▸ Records

============

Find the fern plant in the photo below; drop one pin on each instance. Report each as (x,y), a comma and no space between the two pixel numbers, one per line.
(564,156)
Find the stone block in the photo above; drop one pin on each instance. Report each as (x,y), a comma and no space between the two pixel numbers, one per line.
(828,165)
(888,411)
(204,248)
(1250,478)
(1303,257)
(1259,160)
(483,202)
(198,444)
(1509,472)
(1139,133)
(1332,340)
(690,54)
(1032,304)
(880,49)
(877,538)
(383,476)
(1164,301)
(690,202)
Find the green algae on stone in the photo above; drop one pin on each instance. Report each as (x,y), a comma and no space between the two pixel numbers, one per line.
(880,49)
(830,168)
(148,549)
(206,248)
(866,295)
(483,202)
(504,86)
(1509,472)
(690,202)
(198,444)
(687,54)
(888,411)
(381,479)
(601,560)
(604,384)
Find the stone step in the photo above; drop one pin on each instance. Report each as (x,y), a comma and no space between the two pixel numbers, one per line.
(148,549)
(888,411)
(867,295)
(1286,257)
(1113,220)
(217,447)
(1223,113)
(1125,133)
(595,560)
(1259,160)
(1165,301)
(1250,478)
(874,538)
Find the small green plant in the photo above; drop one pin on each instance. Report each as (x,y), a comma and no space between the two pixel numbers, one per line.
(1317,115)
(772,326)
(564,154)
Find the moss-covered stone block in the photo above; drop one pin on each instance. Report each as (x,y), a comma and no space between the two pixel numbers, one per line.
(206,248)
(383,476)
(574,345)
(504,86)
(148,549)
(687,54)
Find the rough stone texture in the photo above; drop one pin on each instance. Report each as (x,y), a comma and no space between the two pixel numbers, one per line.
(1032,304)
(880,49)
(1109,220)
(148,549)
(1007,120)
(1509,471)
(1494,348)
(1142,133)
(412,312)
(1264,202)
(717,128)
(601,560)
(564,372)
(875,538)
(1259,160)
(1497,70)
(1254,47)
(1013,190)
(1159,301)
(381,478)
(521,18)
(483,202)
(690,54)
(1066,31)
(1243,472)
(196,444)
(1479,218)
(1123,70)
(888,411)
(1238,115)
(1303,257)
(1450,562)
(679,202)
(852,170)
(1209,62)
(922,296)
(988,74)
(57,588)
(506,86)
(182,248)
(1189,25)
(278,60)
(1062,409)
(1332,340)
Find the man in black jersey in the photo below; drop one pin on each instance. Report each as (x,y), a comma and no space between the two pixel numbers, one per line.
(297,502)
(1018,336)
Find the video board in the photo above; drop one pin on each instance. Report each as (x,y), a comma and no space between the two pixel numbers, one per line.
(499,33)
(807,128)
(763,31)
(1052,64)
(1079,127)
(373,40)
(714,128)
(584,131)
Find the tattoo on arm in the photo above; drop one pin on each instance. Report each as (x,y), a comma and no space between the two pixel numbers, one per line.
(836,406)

============

▸ STATED PROBLEM
Retype each of the items above word for word, keeping every line as it stands.

▸ RESULT
Find the fern plant in the photo below; drop one pin on each instance. Report each as (x,y), a comma and no space between the two pixel numbers, one per line.
(564,156)
Find the stone block in the photo above; drop one pin on each instance. Report each as (x,y), a comma and no space between the two pixel numbers, one per line.
(828,165)
(888,411)
(204,248)
(1250,478)
(1303,257)
(1259,160)
(483,202)
(198,444)
(1509,472)
(1139,133)
(1332,340)
(690,54)
(1032,304)
(880,49)
(877,538)
(383,476)
(1164,301)
(690,202)
Find the green algae on stone in the photo above; drop one pin on each instance. Report each as (x,y), a comma and no space between the two pixel numbers, one per line.
(880,49)
(830,168)
(148,549)
(206,248)
(866,295)
(483,202)
(504,86)
(1509,472)
(690,202)
(198,444)
(687,54)
(888,411)
(381,479)
(601,560)
(604,384)
Find the stone step in the photo above; drop one pin on each instance. Report each as (x,y), a comma and no space between the two pixel numbers, one per line.
(148,549)
(888,411)
(867,295)
(1286,257)
(1113,220)
(217,447)
(1223,113)
(1125,133)
(595,560)
(1259,160)
(1165,301)
(1250,478)
(874,538)
Find the small green plant in the photo above; drop one pin on each instance. Report each as (x,y), a comma and no space between the two pixel numbers, one per line.
(1317,115)
(772,326)
(564,154)
Find the moss-covered stone block in the photo above; drop one pin on each instance. Report each as (x,y), a comma and no space between the two pixel numbers, one per line.
(206,248)
(383,476)
(574,345)
(504,86)
(148,549)
(687,54)
Find the rough stone texture in the photo above; drop one pin on each instance. Report each as (x,y), a comma and no space between the two pixel numbers, one per line.
(1032,304)
(880,49)
(1109,220)
(148,549)
(1007,120)
(1509,471)
(1494,348)
(1142,133)
(412,312)
(1264,202)
(717,128)
(601,560)
(564,372)
(875,538)
(1259,160)
(1497,70)
(1254,47)
(1013,190)
(1159,301)
(381,478)
(521,18)
(483,202)
(690,54)
(1066,31)
(1243,472)
(196,444)
(1479,218)
(1123,70)
(888,411)
(1238,115)
(1303,257)
(1450,562)
(679,202)
(852,170)
(1209,62)
(922,296)
(988,74)
(57,588)
(506,86)
(182,248)
(1189,25)
(278,60)
(1062,409)
(1332,340)
Find the man in black jersey in the photo below; drop one pin on each instance. Report each as (x,y), a comma and no space between the two pixel numbers, one per line.
(297,502)
(1018,336)
Find the video board in the photo above; drop one pin on each instance. Report each as (x,y), a comma and no space between the two pixel numbers, one per line.
(499,33)
(807,128)
(763,31)
(1052,64)
(1079,127)
(373,40)
(714,128)
(584,131)
Find the tattoo on arm in the photo above; drop one pin on each instance. Report each as (x,y), a comma and no space between the two pixel numbers, one per line.
(836,406)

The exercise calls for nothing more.